Replace "dropping a marker" with "placing a marker" wherever it occurs in the rows below, and reproduce the rows otherwise unchanged. Omit the pictures from your answer.

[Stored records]
• • • • •
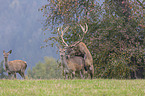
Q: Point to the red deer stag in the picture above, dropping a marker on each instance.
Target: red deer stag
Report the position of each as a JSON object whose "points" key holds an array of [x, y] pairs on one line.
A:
{"points": [[71, 65], [80, 49], [15, 66]]}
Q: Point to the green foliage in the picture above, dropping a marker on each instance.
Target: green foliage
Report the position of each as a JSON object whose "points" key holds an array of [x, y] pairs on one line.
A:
{"points": [[45, 70], [116, 36], [2, 71], [96, 87]]}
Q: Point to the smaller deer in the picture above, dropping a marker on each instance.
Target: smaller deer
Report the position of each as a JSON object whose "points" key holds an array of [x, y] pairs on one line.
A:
{"points": [[15, 66], [71, 65]]}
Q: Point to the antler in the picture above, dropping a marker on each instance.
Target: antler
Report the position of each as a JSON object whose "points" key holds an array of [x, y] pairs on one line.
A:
{"points": [[62, 33], [85, 31]]}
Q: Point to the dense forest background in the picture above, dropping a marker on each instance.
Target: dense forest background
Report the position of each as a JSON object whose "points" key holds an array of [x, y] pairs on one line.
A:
{"points": [[21, 31]]}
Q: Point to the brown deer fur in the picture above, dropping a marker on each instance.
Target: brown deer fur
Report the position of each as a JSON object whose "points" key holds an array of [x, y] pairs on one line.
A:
{"points": [[15, 66]]}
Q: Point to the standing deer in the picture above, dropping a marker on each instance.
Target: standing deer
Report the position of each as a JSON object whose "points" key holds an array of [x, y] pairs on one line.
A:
{"points": [[80, 49], [71, 65], [15, 66]]}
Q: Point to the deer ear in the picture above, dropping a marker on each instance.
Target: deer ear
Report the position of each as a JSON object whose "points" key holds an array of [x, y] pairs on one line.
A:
{"points": [[10, 51]]}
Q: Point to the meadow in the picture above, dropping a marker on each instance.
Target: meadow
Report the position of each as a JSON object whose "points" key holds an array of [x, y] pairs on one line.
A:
{"points": [[77, 87]]}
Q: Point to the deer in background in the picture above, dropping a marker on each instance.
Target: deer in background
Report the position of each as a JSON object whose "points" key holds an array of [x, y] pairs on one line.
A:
{"points": [[80, 49], [71, 65], [15, 66]]}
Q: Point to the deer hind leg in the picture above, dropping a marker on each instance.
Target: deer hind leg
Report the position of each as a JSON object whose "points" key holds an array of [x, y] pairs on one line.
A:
{"points": [[73, 74], [81, 74], [22, 74]]}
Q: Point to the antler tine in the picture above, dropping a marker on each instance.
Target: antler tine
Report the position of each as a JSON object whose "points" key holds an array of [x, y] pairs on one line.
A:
{"points": [[85, 31], [62, 32]]}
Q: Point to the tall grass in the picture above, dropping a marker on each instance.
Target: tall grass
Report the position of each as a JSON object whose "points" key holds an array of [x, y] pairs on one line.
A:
{"points": [[96, 87]]}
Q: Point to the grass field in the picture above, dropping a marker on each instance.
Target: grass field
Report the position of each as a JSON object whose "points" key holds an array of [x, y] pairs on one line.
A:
{"points": [[96, 87]]}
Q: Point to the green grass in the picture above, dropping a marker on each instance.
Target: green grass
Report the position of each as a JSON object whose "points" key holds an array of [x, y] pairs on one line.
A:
{"points": [[96, 87]]}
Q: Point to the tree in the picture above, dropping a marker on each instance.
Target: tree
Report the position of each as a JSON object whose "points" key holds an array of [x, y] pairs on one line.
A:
{"points": [[45, 70], [2, 71], [116, 33]]}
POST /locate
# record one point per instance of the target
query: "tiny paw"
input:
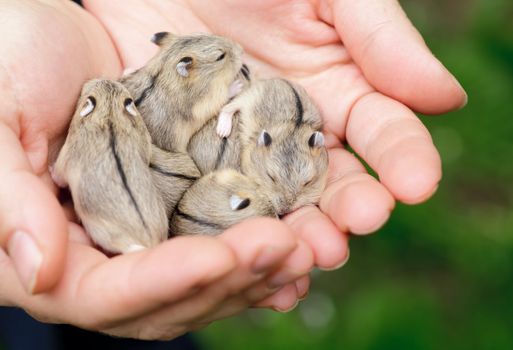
• • • • •
▸ **Result of this task**:
Q: Point to the red deer stag in the picture above, placing a marker on each instance.
Target: red deer stag
Report the position of each as a JSON object whose "points" key holds an array of [x, y] pairs on one line.
A:
{"points": [[71, 65], [80, 49], [15, 66]]}
Q: Point to the green foliage in the picture above, placing a marker on each instance.
Target: green foliage
Report the position of each as a JSON object whose "points" key holds an array of [x, y] pairs on one line.
A:
{"points": [[45, 70], [116, 36], [2, 71], [96, 87]]}
Q: Point to the smaller deer in the picture above, placing a marker on each instance.
Target: smaller deer
Report the position of each as a JSON object whose "points" key holds an array of [x, y] pairs on one line.
A:
{"points": [[15, 66], [71, 65]]}
Q: Point to the antler in the picture above, placing a marker on each instance.
Target: antler
Report the position of each as a JSON object whose "points" key holds an array of [x, y] pairs on one line.
A:
{"points": [[62, 33], [85, 31]]}
Q: Point to the dense forest background in the picture above, placing a marker on each instance.
Target: dense forest background
Report the position of each as a JSON object whose "points" key holds an array of [x, y] pairs on one line.
A:
{"points": [[21, 31]]}
Q: Point to the brown deer fur in the picture above, placing a marker on each instance.
Target: brown deer fur
Report the position of each as a JSON object whose "points" key holds an array of [x, y] pairs on one line.
A:
{"points": [[15, 66]]}
Q: Point to the standing deer in the picture above, placing a marker on each instance.
Target: standing deer
Report the position of each as a JSON object whose "points" key holds an array of [x, y] pairs on one line.
A:
{"points": [[80, 49], [71, 65], [15, 66]]}
Q: Point to the deer ear in the picture above, placing a marker on each instance.
Target: deer ear
Report the position of each as a JSON object whose "points" key holds an array of [x, y] pairs on one line.
A:
{"points": [[10, 51]]}
Q: Point to the meadow in the picture above, placing a marker on each instance.
Target: meadow
Report the position of each as a JSON object whose "points" key holds an array of [x, y] pairs on one line.
A:
{"points": [[77, 87]]}
Q: Point to the deer in background in the picture above, placing a marker on each instance.
Target: deer in background
Report the position of each as a JSON object whose "points" key holds an array of [x, y] pairs on one line.
A:
{"points": [[80, 49], [71, 65], [15, 66]]}
Q: Point to the deer hind leg in the picture above, placing a marker on each instance.
Target: deer hind leg
Report the position of each as a JSON object whose "points" key holds an array of [x, y] pairs on one line.
A:
{"points": [[73, 74], [81, 74], [22, 74]]}
Q: Point to the antler tine in the picture above, placing a marker on each instance.
Target: antler tine
Report the position of each as a JSON object whose "points" key holds an array of [x, y] pairs on one line.
A:
{"points": [[85, 31], [62, 32]]}
Q: Point to the tall grass in the picture above, placing a marker on each instance.
Target: tall grass
Report the position of each as a JSON object whose "points" key holds an array of [x, y] pairs on one line.
A:
{"points": [[96, 87]]}
Q: Point to the grass field in the picture above, placing a marker on each instance.
Target: grass field
Report the position of each as a JSON object whose "points" key holds an array of [x, y] pairs on one line.
A:
{"points": [[96, 87]]}
Q: Point to the green grass in the picture above, placing a marker on each instance.
Target: green grass
Report the position of each as a JSON object whose "points" key holds an array of [x, y] pairs on one line.
A:
{"points": [[96, 87]]}
Q: Point to the tree in the picture above, placing a marker on each instance.
Target: tree
Report the position of each as a JSON object whose "points" key holds an array of [x, y] pairs on one line.
A:
{"points": [[45, 70], [2, 71], [116, 33]]}
POST /locate
# record one point per instance of the target
query: "tiny paw"
input:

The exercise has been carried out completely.